Exercise passage
Over the next few weeks, due to coronavirus restrictions, many churches will be doing online services and you will be worshiping at home.
The current situation is a good reminder that the Church is the people, not the building. The buildings might close, but the Body of Christ goes on.
I pray that doing online services during these difficult times will keep people connected to Scripture and to each other, if only in a virtual way (Bob used the Zoom app for a meeting with Victor Street Bible Chapel). Going online may even reach completely new people or people who would otherwise be on the fringes of your congregation. God can use online services!
However, doing online services will also emphasize the unhealthy reality that many churches have become “performance” or “entertainment” oriented, with a strong laity/clergy distinction, even in traditions that formally reject sacerdotalism. Instead of worshiping God as a body, in which every member contributes, doing online services will only highlight how many churches today function as worshiptainment for passive people. Watching church on screen—as you would a movie or TV show—just makes it more official. “You just sit there and watch.” Maybe that will be a wake-up call that people need to be actively exercising their gifts within the church so that both can grow and be spiritually healthy.

Extracted data
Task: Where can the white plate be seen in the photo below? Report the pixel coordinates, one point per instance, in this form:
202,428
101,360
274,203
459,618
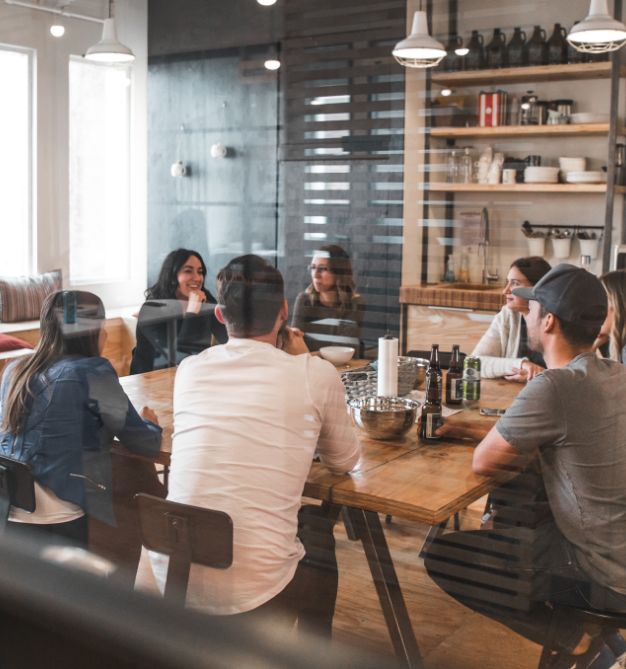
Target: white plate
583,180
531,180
---
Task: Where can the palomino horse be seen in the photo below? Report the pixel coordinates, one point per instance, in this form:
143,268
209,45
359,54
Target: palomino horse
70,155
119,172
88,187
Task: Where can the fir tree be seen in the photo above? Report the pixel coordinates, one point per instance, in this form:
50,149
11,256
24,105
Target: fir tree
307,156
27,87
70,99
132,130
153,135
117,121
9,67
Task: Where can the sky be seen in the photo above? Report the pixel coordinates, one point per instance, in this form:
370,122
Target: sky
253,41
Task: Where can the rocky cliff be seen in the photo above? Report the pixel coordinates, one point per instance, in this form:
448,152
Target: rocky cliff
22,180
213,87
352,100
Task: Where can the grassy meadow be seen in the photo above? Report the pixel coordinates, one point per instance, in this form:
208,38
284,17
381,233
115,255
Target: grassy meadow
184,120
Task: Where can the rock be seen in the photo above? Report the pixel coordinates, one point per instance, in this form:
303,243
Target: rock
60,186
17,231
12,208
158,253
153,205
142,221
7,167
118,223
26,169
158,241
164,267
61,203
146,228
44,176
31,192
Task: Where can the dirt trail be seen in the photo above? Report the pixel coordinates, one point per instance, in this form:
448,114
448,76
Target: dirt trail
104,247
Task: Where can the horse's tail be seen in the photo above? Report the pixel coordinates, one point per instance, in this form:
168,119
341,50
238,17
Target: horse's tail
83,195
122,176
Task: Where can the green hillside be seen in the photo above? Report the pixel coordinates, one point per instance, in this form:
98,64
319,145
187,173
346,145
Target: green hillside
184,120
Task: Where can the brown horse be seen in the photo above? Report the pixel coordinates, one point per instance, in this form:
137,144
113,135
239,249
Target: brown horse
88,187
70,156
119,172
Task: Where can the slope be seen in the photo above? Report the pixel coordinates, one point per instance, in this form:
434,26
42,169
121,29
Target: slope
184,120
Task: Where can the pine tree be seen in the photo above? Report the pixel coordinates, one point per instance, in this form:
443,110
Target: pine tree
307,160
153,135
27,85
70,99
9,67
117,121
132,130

Work instruction 1
Decide whether each statement agrees with the passage on online church services. Answer yes or no, and quote the words from the passage that settle it.
(a) The passage says the Church is the building.
(b) Bob used the Zoom app for a meeting with Victor Street Bible Chapel.
(c) Going online may reach completely new people.
Work instruction 2
Change the passage on online church services, starting with "Over the next" and going on through "use online services!", so that "online services" becomes "livestreamed services".

Task result 1
(a) No: "the Church is the people, not the building."
(b) Yes: "Bob used the Zoom app for a meeting with Victor Street Bible Chapel"
(c) Yes: "Going online may even reach completely new people"

Task result 2
Over the next few weeks, due to coronavirus restrictions, many churches will be doing livestreamed services and you will be worshiping at home.
The current situation is a good reminder that the Church is the people, not the building. The buildings might close, but the Body of Christ goes on.
I pray that doing livestreamed services during these difficult times will keep people connected to Scripture and to each other, if only in a virtual way (Bob used the Zoom app for a meeting with Victor Street Bible Chapel). Going online may even reach completely new people or people who would otherwise be on the fringes of your congregation. God can use livestreamed services!